_WORK TASK:_ Print, word for word, the portion of the insurance passage that begins with the words containing "From September 2015, the" and ends with "app's photo function.".

_PROVIDED PASSAGE:_
——

From September 2015, the Gothaer Krankenversicherung AG has offered their clients a special service - customers may submit their bills, simply and without any paperwork, via the Gothaer app. The transmission takes place either by scanning the QR code printed on the bill, or via the app's photo function.

==== Asstel ====
On behalf of n-tv, the Deutsches Institut für Service-Qualität analyzed 31 automobile insurances in total. As one of the top two products, according to the cost-benefit ratio, approved the Komfort-Tarif of the direct insurer Asstel. In the end Asstel achieved the second rank in the overall results. In 2014, the Gothaer Group amalgamated Asstel and Gothar. Clients can earn bonus miles from Miles & More, if they effect a new insurance.

——

_Items drawn from a data source:_

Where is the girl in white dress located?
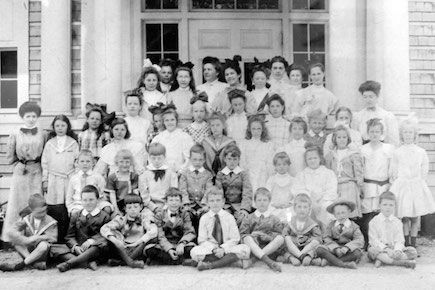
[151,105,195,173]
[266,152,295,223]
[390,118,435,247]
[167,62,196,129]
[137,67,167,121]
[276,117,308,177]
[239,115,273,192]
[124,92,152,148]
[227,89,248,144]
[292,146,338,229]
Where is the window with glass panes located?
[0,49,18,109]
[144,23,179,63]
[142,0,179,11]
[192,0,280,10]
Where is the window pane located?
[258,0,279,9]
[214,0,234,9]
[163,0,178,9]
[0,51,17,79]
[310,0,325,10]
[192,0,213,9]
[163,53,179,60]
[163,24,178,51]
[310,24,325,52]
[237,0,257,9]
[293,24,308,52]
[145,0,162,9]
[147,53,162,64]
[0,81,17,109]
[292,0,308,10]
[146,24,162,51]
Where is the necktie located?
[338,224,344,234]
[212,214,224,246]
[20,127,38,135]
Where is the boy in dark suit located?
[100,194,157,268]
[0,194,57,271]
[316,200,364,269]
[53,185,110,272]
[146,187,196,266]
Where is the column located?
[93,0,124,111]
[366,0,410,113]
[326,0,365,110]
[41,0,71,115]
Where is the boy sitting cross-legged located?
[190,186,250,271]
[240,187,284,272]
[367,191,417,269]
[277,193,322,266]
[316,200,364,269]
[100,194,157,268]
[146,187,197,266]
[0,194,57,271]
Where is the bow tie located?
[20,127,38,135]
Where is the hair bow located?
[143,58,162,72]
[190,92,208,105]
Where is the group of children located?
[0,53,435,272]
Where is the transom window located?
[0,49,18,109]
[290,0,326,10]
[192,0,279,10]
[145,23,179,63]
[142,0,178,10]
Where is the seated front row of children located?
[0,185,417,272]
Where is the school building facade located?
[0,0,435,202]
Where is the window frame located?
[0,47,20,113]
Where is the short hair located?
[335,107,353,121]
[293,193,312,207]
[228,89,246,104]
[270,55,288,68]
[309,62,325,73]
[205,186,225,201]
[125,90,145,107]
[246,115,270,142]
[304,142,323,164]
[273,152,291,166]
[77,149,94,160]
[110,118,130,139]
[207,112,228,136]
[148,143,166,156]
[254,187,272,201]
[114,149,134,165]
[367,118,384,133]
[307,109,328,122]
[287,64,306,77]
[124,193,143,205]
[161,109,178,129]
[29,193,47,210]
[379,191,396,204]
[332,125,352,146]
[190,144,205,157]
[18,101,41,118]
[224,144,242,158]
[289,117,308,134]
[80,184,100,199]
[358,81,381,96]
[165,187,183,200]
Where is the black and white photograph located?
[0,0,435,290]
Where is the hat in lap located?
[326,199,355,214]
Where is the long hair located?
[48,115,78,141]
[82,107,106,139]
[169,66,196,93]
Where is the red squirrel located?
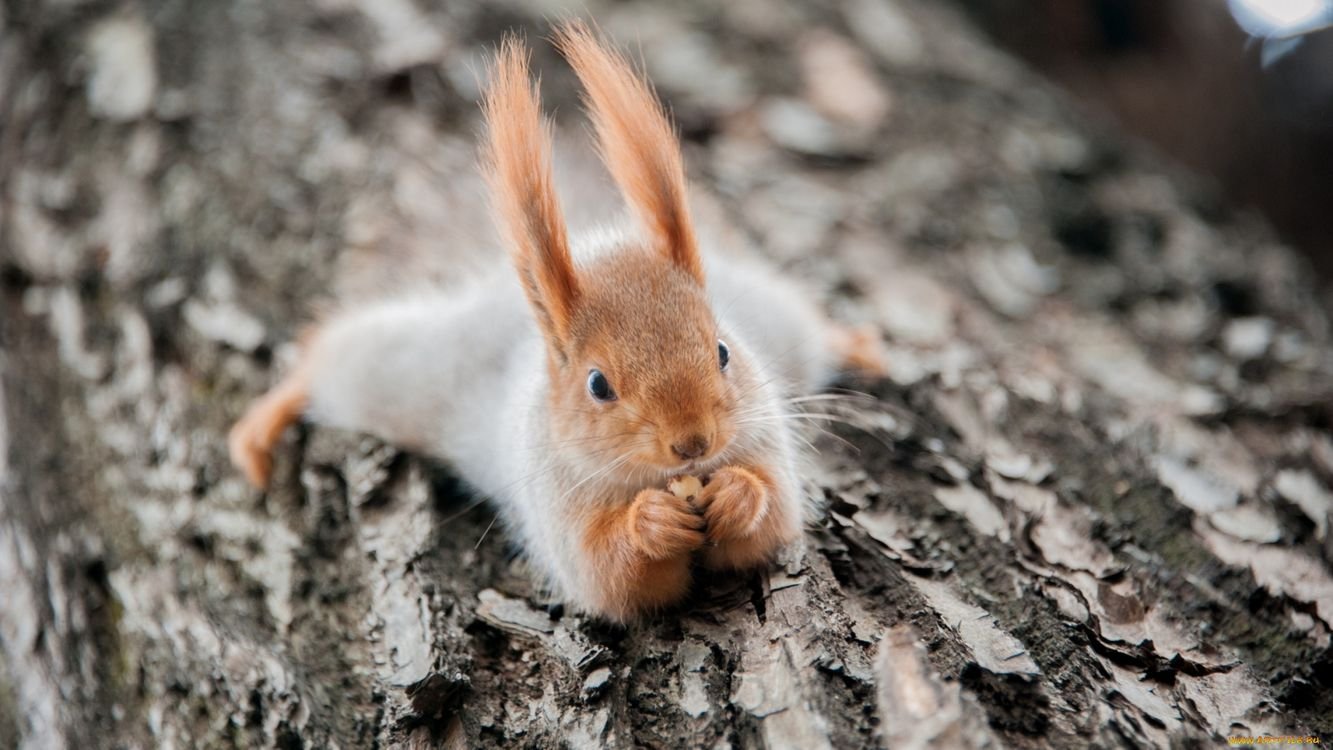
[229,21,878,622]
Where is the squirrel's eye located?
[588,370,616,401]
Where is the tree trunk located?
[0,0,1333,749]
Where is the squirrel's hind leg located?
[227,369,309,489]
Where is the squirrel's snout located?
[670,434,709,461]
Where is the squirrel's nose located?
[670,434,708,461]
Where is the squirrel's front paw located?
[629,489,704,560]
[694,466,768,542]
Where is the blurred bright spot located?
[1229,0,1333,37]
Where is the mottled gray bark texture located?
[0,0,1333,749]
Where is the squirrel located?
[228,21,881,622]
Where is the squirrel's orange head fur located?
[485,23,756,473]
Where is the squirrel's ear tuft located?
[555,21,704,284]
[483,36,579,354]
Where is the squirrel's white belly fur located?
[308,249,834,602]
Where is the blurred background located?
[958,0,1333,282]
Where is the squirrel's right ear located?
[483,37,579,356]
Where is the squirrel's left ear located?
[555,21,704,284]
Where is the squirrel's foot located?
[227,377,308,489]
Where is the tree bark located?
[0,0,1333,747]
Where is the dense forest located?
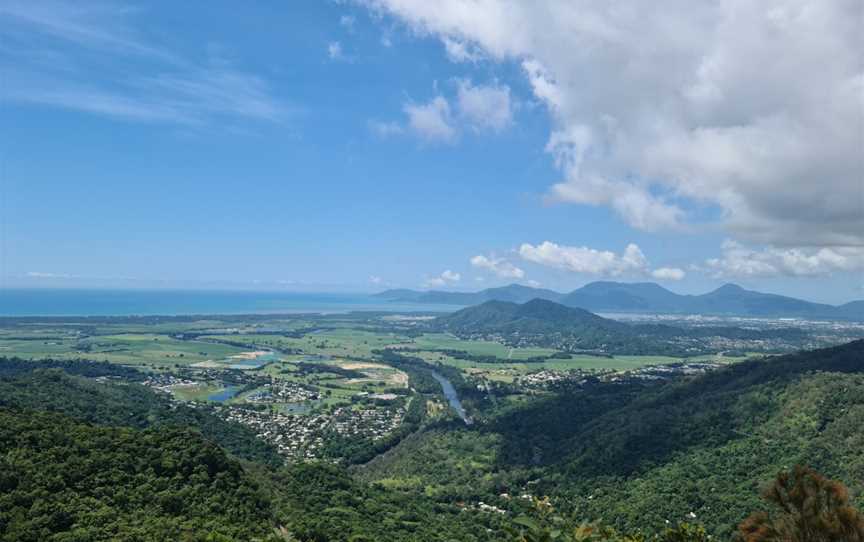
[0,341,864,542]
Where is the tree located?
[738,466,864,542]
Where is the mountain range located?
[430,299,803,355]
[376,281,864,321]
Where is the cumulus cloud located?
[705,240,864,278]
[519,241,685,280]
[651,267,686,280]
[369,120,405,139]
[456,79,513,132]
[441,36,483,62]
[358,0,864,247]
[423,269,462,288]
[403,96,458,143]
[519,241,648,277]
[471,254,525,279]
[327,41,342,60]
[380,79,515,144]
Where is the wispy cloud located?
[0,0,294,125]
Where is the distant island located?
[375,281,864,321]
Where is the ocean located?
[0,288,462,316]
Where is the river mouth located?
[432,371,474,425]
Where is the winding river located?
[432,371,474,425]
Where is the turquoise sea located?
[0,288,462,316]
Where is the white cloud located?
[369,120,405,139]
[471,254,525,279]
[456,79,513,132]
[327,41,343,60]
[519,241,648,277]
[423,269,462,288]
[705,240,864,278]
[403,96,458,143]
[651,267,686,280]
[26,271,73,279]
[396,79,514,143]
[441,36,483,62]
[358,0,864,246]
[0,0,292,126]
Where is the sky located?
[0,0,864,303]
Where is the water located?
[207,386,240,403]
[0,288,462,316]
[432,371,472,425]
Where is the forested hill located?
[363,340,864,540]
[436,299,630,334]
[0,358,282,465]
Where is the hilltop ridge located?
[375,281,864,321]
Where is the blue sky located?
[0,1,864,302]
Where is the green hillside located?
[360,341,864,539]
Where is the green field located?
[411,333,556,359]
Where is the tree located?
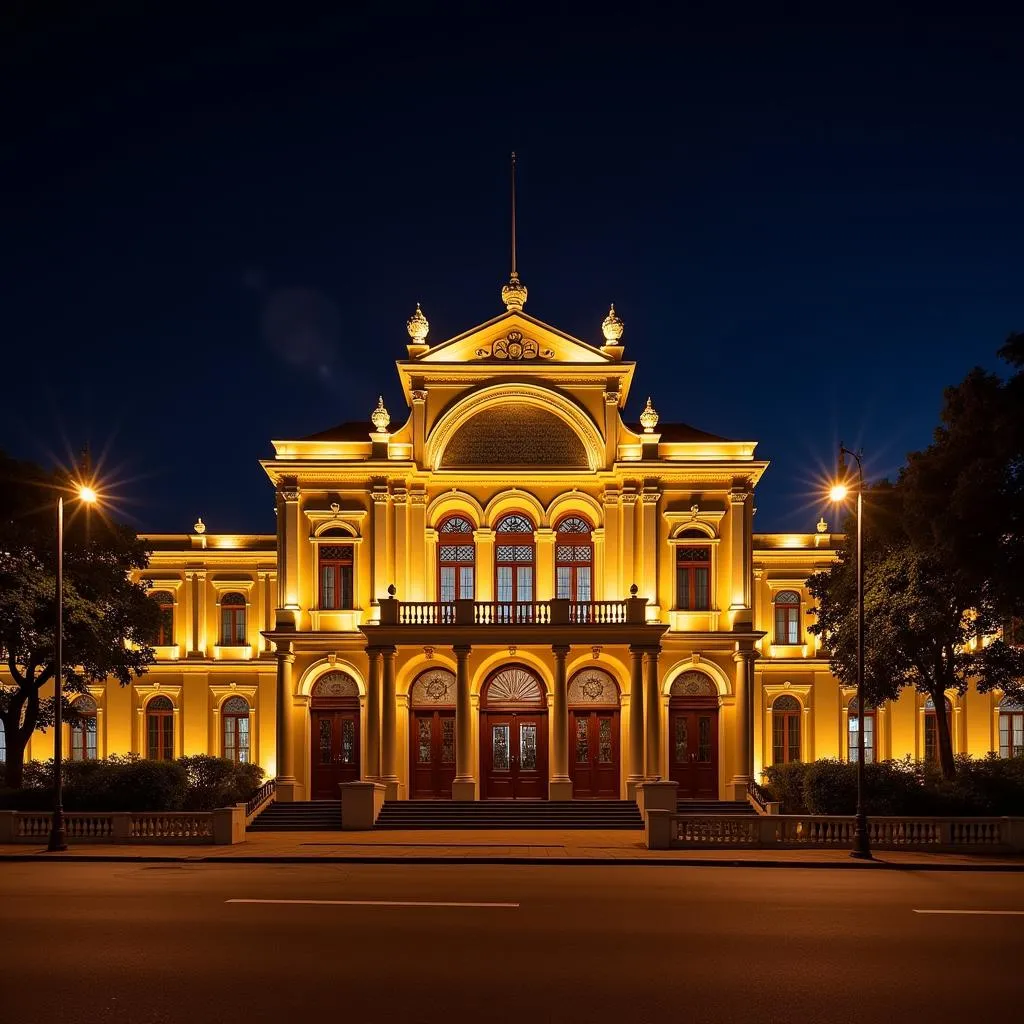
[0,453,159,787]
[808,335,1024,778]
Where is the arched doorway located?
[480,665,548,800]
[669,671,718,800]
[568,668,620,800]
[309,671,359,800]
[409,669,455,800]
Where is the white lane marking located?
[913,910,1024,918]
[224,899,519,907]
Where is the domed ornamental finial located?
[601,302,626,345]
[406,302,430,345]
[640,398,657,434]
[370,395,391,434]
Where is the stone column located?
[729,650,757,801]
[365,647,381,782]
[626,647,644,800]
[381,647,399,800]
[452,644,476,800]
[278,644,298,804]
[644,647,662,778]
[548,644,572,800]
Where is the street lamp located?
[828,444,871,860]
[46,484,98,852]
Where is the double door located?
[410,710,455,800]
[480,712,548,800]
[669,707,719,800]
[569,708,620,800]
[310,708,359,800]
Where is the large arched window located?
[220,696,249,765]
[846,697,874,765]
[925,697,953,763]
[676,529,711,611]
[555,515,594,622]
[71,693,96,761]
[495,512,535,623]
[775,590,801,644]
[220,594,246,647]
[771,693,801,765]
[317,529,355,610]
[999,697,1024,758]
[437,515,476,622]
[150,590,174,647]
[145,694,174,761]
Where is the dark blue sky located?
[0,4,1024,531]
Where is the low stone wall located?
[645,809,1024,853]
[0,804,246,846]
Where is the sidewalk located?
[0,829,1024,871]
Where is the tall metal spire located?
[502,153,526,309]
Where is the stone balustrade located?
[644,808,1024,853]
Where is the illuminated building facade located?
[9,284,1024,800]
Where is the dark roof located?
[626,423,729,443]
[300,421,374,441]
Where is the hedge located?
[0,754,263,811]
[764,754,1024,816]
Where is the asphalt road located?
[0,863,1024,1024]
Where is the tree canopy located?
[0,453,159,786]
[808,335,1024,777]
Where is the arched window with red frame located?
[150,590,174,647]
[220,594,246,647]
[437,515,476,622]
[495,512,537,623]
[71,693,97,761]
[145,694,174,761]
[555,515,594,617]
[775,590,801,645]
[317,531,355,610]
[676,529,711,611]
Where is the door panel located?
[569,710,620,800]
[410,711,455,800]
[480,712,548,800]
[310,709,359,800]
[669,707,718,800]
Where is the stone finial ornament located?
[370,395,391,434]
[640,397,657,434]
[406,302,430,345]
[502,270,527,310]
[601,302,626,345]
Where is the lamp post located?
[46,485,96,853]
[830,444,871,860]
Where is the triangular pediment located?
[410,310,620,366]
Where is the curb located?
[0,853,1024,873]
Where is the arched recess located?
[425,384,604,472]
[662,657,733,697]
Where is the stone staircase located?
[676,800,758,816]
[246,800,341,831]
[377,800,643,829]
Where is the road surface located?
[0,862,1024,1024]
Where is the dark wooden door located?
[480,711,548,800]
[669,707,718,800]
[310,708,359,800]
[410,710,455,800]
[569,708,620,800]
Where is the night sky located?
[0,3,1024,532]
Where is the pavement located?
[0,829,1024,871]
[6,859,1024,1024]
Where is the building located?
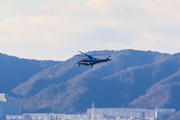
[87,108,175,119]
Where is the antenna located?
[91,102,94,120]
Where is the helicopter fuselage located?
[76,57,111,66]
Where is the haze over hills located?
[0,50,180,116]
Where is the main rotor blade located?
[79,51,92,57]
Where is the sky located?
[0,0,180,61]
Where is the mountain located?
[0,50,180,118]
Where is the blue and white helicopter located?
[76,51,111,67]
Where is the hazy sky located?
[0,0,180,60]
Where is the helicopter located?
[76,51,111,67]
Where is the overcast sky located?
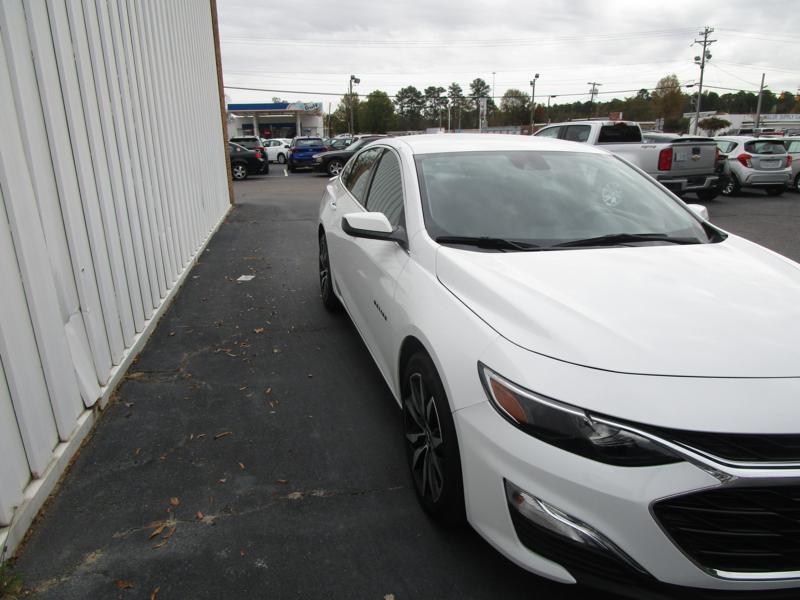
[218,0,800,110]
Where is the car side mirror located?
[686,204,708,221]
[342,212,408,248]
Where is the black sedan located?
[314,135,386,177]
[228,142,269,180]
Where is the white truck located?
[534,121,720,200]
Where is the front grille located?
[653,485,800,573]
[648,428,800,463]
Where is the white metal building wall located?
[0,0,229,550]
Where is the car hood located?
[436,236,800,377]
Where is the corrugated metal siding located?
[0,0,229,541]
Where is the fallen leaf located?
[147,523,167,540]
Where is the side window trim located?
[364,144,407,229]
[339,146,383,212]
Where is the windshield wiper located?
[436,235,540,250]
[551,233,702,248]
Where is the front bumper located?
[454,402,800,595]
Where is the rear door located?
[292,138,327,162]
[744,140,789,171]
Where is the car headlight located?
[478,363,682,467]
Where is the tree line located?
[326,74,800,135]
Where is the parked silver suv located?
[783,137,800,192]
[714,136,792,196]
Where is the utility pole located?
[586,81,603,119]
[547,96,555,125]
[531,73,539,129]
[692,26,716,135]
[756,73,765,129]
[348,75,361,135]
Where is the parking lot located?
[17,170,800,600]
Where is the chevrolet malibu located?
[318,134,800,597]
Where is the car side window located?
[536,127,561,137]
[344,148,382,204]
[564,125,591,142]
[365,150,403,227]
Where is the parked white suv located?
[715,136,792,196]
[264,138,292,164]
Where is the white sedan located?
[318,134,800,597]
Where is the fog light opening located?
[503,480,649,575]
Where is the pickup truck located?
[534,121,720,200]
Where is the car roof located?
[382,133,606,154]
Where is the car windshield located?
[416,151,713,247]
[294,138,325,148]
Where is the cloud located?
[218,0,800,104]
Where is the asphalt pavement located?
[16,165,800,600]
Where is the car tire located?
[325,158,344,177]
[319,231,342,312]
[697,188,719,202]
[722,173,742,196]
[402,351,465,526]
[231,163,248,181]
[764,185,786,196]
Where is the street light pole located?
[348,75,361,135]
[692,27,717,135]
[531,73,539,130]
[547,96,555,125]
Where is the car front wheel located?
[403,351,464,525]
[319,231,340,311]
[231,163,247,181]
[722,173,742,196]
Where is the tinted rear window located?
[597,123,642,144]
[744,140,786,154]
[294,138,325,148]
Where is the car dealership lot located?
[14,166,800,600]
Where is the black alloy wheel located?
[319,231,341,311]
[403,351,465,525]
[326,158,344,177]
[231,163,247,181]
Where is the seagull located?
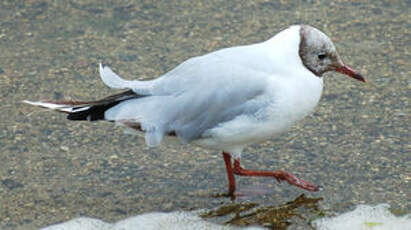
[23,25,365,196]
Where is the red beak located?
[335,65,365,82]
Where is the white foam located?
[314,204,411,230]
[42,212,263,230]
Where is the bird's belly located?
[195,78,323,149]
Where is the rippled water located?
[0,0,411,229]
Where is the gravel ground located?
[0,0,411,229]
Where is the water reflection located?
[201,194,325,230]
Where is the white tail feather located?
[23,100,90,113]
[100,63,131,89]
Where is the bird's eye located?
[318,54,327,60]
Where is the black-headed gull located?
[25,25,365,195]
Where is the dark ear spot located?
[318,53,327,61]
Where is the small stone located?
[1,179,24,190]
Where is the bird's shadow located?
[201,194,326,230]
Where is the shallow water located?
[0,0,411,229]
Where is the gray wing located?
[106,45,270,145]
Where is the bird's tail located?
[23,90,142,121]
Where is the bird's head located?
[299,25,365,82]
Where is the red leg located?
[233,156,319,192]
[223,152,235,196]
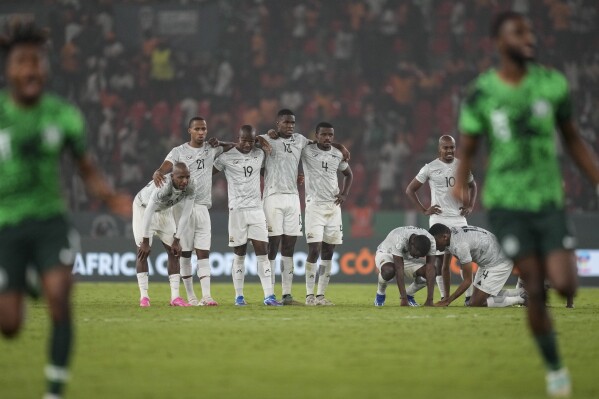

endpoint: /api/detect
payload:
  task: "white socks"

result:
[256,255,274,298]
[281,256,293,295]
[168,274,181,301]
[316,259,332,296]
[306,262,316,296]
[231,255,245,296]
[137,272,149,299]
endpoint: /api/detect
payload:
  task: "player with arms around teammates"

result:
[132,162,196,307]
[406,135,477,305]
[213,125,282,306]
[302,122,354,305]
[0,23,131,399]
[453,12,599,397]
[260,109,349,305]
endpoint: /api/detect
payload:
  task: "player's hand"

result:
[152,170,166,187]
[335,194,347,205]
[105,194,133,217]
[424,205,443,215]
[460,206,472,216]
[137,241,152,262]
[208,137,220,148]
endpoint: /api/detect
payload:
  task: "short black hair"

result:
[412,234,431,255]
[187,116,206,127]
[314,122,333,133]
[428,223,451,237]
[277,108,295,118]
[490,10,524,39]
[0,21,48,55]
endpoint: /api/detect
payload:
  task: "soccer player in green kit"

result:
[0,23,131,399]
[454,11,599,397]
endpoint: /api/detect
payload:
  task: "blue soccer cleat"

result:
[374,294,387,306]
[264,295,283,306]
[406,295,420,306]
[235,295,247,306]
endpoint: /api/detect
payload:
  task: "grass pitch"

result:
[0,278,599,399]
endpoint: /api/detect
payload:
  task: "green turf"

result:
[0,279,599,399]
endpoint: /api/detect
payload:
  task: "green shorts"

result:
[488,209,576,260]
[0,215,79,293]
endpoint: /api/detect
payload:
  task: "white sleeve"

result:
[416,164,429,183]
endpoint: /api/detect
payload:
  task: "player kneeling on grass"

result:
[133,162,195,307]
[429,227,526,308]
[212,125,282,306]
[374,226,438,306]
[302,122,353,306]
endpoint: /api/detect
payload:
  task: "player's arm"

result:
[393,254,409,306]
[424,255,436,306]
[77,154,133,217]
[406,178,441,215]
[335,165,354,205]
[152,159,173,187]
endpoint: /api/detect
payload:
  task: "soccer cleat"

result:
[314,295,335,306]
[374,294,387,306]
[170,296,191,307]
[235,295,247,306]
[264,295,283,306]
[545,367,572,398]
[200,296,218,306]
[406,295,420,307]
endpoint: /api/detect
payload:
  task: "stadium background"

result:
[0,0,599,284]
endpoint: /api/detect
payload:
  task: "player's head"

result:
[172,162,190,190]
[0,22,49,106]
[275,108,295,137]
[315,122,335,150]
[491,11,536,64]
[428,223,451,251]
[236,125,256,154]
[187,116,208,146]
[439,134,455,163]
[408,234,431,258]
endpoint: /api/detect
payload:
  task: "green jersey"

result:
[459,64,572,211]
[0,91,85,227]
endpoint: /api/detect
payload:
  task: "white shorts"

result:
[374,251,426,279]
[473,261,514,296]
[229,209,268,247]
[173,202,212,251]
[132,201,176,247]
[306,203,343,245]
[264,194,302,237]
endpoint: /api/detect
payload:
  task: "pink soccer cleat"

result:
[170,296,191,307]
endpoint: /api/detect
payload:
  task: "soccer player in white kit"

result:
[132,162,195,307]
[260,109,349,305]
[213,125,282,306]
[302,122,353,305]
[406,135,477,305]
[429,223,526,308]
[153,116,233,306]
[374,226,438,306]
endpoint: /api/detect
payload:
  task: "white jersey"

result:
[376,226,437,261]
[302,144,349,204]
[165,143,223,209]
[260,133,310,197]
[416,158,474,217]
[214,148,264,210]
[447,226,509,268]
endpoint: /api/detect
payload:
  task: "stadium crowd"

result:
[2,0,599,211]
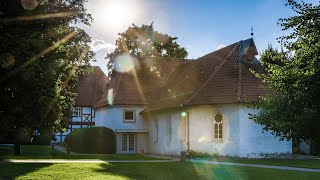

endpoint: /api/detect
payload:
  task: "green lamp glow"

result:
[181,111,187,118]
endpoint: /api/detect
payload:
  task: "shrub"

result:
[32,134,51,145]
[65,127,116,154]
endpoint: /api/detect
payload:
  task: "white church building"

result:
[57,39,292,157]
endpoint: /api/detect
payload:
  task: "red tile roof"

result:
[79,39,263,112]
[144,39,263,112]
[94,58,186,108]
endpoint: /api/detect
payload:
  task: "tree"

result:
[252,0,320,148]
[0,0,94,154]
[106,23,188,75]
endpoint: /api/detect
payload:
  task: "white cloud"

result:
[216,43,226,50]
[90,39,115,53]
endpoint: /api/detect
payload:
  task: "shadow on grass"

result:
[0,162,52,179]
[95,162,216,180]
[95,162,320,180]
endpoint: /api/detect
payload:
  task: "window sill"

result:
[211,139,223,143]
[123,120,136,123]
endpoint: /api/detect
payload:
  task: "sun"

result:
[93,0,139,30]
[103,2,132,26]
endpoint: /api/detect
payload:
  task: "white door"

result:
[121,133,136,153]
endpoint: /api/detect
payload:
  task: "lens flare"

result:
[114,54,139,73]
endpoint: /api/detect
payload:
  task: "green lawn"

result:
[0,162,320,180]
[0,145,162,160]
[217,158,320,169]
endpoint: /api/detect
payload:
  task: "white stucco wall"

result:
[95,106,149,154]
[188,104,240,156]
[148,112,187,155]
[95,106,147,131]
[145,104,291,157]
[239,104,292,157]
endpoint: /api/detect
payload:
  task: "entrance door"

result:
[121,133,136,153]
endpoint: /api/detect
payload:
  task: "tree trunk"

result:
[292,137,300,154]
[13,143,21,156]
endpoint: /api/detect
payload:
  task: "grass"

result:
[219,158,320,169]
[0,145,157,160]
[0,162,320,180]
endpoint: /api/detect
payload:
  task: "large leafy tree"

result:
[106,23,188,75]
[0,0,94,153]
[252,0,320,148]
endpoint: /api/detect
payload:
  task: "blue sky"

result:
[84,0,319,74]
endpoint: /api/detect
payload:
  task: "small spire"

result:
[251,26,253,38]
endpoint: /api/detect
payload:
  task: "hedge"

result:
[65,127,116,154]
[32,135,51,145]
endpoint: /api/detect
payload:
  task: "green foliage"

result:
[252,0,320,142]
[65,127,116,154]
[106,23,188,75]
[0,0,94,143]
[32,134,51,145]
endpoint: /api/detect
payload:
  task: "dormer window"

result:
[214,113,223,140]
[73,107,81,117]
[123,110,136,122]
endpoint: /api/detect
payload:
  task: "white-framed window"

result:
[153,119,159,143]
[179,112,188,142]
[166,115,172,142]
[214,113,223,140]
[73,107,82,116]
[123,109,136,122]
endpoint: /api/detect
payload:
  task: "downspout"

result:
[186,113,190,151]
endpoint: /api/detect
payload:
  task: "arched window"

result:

——

_RESULT FOR THIS TASK:_
From September 2015, the Gothaer Krankenversicherung AG has offered their clients a special service - customers may submit their bills, simply and without any paperwork, via the Gothaer app. The transmission takes place either by scanning the QR code printed on the bill, or via the app's photo function.